Conjunto de exercícios
1/ Transcreva fielmente o trecho do excerto sobre Brás da Mata e o Moço que começa em "Dimensão satírica do" e prossegue até "que lhe proporcionou.".
2/ No excerto sobre Brás da Mata e o Moço, para onde parte Brás da Mata ao deixar o Moço a vigiar Inês?

Dimensão satírica do diálogo
 
            O diálogo entre Brás da Mata e o Moço revela, novamente, a pobreza e a miséria da baixa nobreza decadente (representada pelo Escudeiro), que vive de aparências, e a exploração dos serviçais (Moço), que são enganados e explorados e passam fome por não receberem a remuneração devida. As soluções sucessivas que Brás da Mata apresenta para acudir à fome do seu serviçal acentuam a sátira e a comicidade, pela referência a alimentos ridículos e, por vezes, roubados. Por outro lado, esta cena revela ainda a insensibilidade do Escudeiro face a quem o serviu sempre, apesar das condições degradantes que lhe proporcionou.
 
 
A condição da mulher medieval
 
            A partida de Brás da Mata para o Norte de África, deixando o Moço a vigiar Inês, mostra como, na época de Gil Vicente, a mulher era totalmente submissa ao marido, e, na sua ausência, ela estava privada de ter vida própria. O seu estatuto social é tão baixo que até o criado tem poder sobre ela.

Dados extraídos
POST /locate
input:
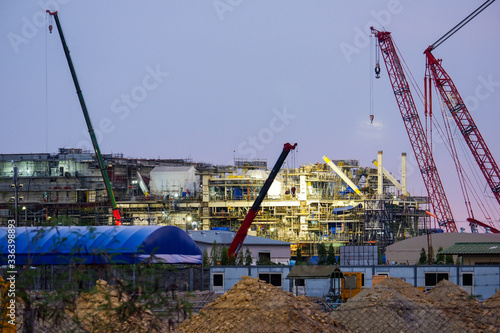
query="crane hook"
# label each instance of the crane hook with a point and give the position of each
(377, 71)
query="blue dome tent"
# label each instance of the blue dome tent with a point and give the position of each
(100, 245)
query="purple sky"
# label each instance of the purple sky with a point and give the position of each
(213, 80)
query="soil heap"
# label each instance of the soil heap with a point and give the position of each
(396, 306)
(253, 305)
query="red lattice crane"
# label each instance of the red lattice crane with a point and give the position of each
(415, 130)
(455, 104)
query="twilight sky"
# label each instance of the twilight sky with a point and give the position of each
(213, 80)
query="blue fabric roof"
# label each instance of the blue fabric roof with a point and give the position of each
(103, 244)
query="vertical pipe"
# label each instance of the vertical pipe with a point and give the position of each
(380, 175)
(403, 174)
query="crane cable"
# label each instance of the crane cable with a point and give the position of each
(461, 24)
(372, 116)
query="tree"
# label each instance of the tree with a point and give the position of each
(248, 257)
(206, 259)
(423, 257)
(330, 260)
(215, 254)
(439, 256)
(224, 257)
(322, 255)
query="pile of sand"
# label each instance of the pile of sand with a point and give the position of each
(253, 305)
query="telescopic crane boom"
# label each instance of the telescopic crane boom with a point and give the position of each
(100, 161)
(415, 130)
(238, 240)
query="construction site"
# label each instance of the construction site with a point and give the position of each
(108, 243)
(346, 204)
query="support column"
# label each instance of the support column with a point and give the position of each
(380, 175)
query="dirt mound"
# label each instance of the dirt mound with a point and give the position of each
(391, 306)
(252, 305)
(493, 301)
(396, 306)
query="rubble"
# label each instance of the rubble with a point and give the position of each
(396, 306)
(253, 305)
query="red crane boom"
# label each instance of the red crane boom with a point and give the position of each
(238, 240)
(415, 130)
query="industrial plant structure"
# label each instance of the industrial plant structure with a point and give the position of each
(338, 202)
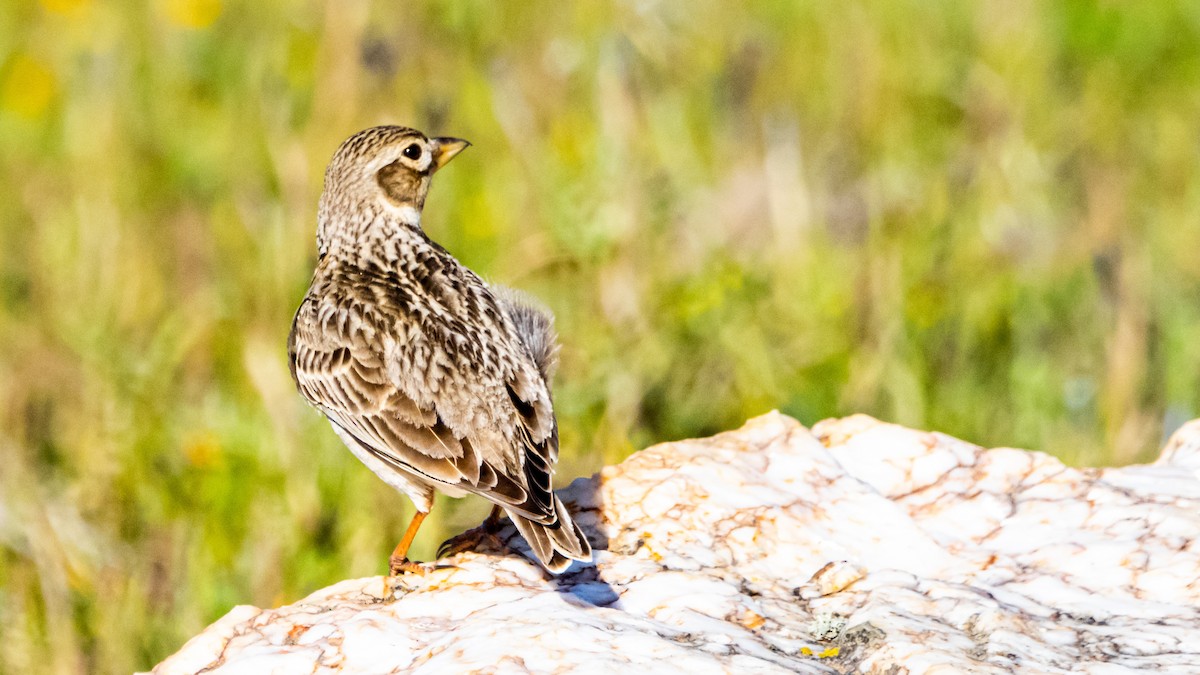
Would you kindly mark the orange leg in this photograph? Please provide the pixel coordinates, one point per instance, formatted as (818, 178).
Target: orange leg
(399, 561)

Respostas aos exercícios
1/
Dimensão satírica do diálogo
 
            O diálogo entre Brás da Mata e o Moço revela, novamente, a pobreza e a miséria da baixa nobreza decadente (representada pelo Escudeiro), que vive de aparências, e a exploração dos serviçais (Moço), que são enganados e explorados e passam fome por não receberem a remuneração devida. As soluções sucessivas que Brás da Mata apresenta para acudir à fome do seu serviçal acentuam a sátira e a comicidade, pela referência a alimentos ridículos e, por vezes, roubados. Por outro lado, esta cena revela ainda a insensibilidade do Escudeiro face a quem o serviu sempre, apesar das condições degradantes que lhe proporcionou.

2/ Para o Norte de África.